Turn every line of the entries below into a Markdown table with two columns, No and Line. Number the rows in order, and leave out blank lines.

— START OF Supplied records —

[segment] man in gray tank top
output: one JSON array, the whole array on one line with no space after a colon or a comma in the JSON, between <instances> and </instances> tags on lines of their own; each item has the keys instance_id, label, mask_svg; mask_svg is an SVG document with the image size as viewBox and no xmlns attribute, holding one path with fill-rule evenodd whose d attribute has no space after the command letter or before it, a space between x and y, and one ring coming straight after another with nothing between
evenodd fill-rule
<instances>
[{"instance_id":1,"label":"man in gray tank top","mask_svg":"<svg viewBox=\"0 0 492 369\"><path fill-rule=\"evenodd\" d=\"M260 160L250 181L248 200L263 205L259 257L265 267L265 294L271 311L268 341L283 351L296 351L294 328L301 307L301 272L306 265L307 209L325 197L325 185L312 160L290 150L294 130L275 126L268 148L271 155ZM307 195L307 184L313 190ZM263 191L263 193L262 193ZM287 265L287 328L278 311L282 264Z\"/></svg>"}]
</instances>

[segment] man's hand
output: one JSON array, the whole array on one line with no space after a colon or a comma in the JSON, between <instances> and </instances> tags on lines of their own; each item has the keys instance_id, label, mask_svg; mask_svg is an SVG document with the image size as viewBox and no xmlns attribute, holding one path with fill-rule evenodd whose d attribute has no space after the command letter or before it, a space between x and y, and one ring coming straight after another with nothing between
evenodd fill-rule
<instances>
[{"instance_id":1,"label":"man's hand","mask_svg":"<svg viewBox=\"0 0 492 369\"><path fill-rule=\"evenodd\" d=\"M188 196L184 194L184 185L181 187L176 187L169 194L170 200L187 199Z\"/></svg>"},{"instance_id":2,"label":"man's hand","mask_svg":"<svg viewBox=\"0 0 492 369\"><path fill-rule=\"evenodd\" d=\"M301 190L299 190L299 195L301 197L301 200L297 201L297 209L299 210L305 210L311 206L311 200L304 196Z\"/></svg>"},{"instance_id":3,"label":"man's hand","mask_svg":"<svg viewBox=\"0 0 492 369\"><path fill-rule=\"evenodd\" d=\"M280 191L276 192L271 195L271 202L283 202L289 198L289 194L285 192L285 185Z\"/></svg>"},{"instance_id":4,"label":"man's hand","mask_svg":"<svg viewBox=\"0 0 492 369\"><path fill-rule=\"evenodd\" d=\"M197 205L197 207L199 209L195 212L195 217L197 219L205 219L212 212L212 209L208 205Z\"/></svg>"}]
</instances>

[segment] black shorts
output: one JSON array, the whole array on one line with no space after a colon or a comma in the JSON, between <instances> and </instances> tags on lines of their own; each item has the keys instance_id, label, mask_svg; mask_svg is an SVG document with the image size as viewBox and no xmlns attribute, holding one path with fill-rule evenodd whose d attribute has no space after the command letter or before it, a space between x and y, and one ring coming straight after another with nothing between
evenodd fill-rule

— END OF Supplied records —

▶ **The answer**
| No | Line |
|---|---|
| 1 | [segment] man in gray tank top |
| 2 | output: one JSON array, the whole array on one line with no space after a colon or a comma in the JSON, between <instances> and </instances> tags on lines of their own; each item has the keys instance_id, label, mask_svg; mask_svg is an SVG document with the image size as viewBox and no xmlns attribute, holding one path with fill-rule evenodd whose d attribute has no space after the command letter or before it, a space between x and y, and one ring coming straight after another with nothing between |
| 3 | evenodd fill-rule |
| 4 | <instances> |
| 5 | [{"instance_id":1,"label":"man in gray tank top","mask_svg":"<svg viewBox=\"0 0 492 369\"><path fill-rule=\"evenodd\" d=\"M260 160L250 181L248 200L263 205L259 257L265 267L265 294L271 311L268 341L283 351L296 351L294 328L301 307L301 272L306 265L307 209L325 197L325 185L312 160L290 150L294 130L275 126L268 148L271 155ZM307 195L307 184L313 190ZM263 191L263 193L262 193ZM287 265L287 328L278 311L282 264Z\"/></svg>"}] |
| 6 | </instances> |
| 7 | [segment] man's hand |
| 8 | output: one JSON array, the whole array on one line with no space after a colon or a comma in the JSON, between <instances> and </instances> tags on lines of their own; each item has the keys instance_id, label, mask_svg; mask_svg is an SVG document with the image size as viewBox and no xmlns attribute, holding one path with fill-rule evenodd whose d attribute has no space after the command letter or before it, a space between x and y, and one ring coming straight after another with nothing between |
| 9 | evenodd fill-rule |
| 10 | <instances> |
| 11 | [{"instance_id":1,"label":"man's hand","mask_svg":"<svg viewBox=\"0 0 492 369\"><path fill-rule=\"evenodd\" d=\"M188 196L184 194L184 185L181 187L176 187L169 194L170 200L187 199Z\"/></svg>"},{"instance_id":2,"label":"man's hand","mask_svg":"<svg viewBox=\"0 0 492 369\"><path fill-rule=\"evenodd\" d=\"M301 190L299 190L299 195L301 197L301 200L297 201L297 209L299 210L305 210L311 206L311 200L304 196Z\"/></svg>"},{"instance_id":3,"label":"man's hand","mask_svg":"<svg viewBox=\"0 0 492 369\"><path fill-rule=\"evenodd\" d=\"M280 191L276 192L271 195L271 202L283 202L289 198L289 194L285 192L285 185Z\"/></svg>"},{"instance_id":4,"label":"man's hand","mask_svg":"<svg viewBox=\"0 0 492 369\"><path fill-rule=\"evenodd\" d=\"M197 205L197 207L199 209L195 212L195 217L197 219L205 219L212 212L212 209L208 205Z\"/></svg>"}] |
| 12 | </instances> |
| 13 | [segment] black shorts |
| 14 | output: one JSON array, the whole array on one line with no space after a colon or a comma in the JSON, between <instances> and </instances> tags on lines of their own; each item has the keys instance_id, label, mask_svg; mask_svg is an SVG document with the image size as viewBox and no xmlns attribute, holding one path with fill-rule evenodd whose d attribute has no space after the command letter or before it, a space between x and y, and one ring coming straight after another with nothing between |
| 15 | evenodd fill-rule |